→ **What you have to do**:
Put the lines below into a Markdown table with the columns "No." and "Line", one row per line, skipping blank lines. Leave the pictures out of the table.

Stored entries

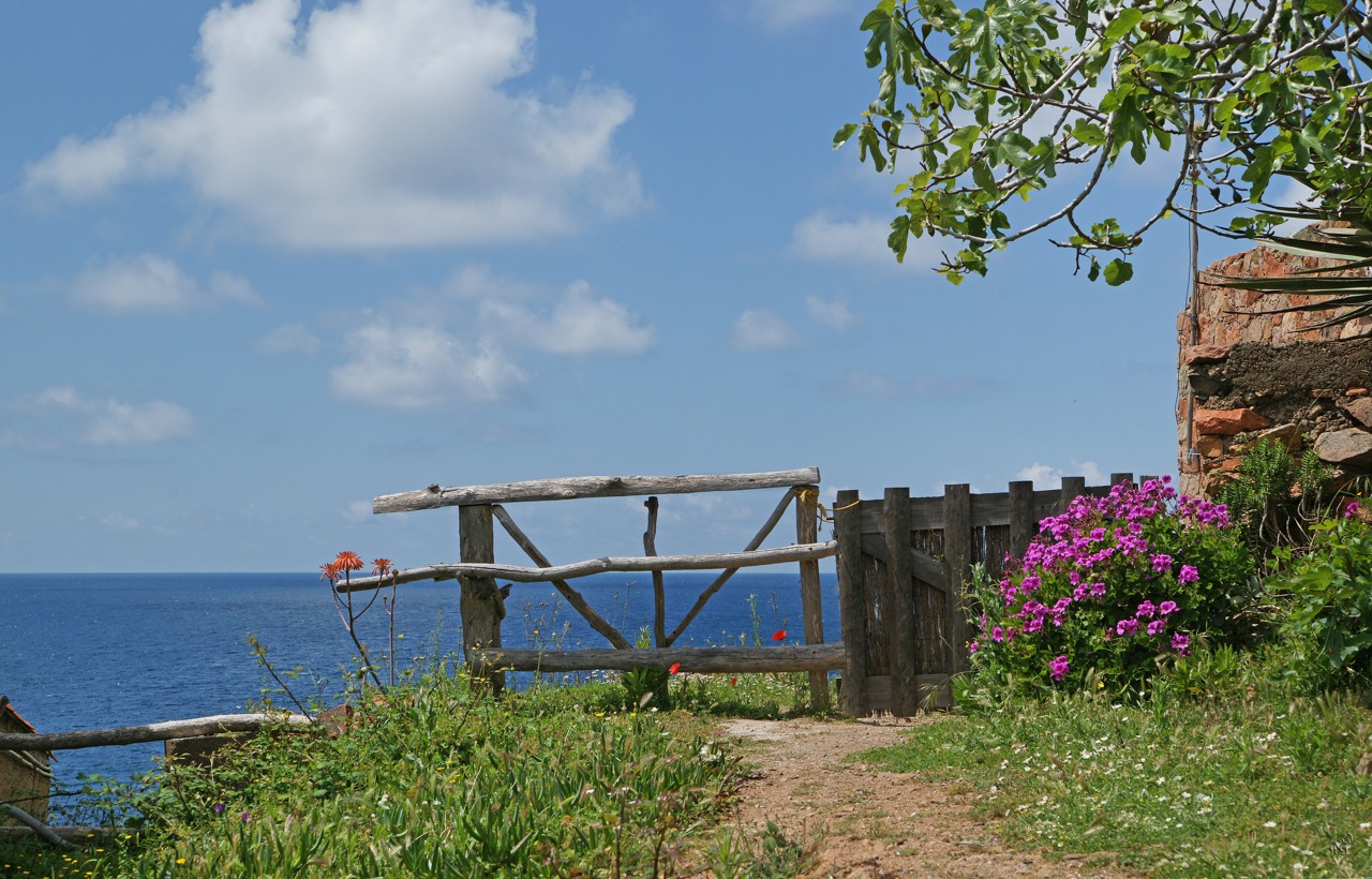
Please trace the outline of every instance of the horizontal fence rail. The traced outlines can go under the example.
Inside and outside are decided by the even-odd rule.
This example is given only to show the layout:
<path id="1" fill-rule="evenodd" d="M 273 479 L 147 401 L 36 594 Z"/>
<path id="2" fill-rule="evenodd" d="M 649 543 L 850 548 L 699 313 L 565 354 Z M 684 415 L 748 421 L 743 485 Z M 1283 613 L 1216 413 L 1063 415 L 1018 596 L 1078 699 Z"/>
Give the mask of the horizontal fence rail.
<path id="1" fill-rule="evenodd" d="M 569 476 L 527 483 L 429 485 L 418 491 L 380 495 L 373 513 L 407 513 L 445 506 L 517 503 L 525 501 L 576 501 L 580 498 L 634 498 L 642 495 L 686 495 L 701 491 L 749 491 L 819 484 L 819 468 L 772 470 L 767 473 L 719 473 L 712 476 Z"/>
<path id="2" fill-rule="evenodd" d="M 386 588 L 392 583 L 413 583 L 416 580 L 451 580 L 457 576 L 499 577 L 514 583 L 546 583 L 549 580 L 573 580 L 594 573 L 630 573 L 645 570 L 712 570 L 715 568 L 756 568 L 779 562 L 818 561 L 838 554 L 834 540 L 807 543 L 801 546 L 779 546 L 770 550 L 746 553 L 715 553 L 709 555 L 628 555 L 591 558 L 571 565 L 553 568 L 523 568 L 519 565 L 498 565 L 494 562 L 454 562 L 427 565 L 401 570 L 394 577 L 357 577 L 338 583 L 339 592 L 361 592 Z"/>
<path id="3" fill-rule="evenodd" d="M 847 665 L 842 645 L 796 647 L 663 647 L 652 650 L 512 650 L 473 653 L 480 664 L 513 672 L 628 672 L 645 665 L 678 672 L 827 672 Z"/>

→ **The result**:
| No. | Line |
|---|---|
| 1 | Please trace the outline of every instance of the horizontal fence rail. The traced outlines can go under the example. |
| 2 | Inside and outside are decided by the even-odd rule. |
| 3 | This example is given only to show the layout: |
| 4 | <path id="1" fill-rule="evenodd" d="M 273 479 L 147 401 L 36 594 Z"/> |
| 5 | <path id="2" fill-rule="evenodd" d="M 649 543 L 850 548 L 699 313 L 565 354 Z M 684 415 L 748 421 L 743 485 Z M 1283 613 L 1216 413 L 1063 415 L 1018 596 L 1078 699 Z"/> |
| 6 | Give the mask of the horizontal fence rail. |
| 7 | <path id="1" fill-rule="evenodd" d="M 569 476 L 527 483 L 429 485 L 418 491 L 380 495 L 373 513 L 407 513 L 445 506 L 517 503 L 525 501 L 576 501 L 580 498 L 634 498 L 642 495 L 686 495 L 701 491 L 749 491 L 819 484 L 819 468 L 772 470 L 767 473 L 719 473 L 712 476 Z"/> |
| 8 | <path id="2" fill-rule="evenodd" d="M 386 588 L 392 583 L 413 583 L 416 580 L 451 580 L 457 576 L 499 577 L 514 583 L 546 583 L 549 580 L 573 580 L 594 573 L 630 573 L 645 570 L 712 570 L 715 568 L 756 568 L 779 562 L 818 561 L 838 554 L 834 540 L 807 543 L 801 546 L 779 546 L 770 550 L 746 553 L 715 553 L 709 555 L 628 555 L 591 558 L 571 565 L 553 568 L 523 568 L 519 565 L 498 565 L 494 562 L 454 562 L 427 565 L 401 570 L 394 577 L 357 577 L 338 583 L 339 592 L 361 592 Z"/> |
| 9 | <path id="3" fill-rule="evenodd" d="M 847 665 L 842 645 L 796 647 L 663 647 L 652 650 L 512 650 L 473 653 L 480 664 L 513 672 L 628 672 L 645 665 L 678 672 L 827 672 Z"/> |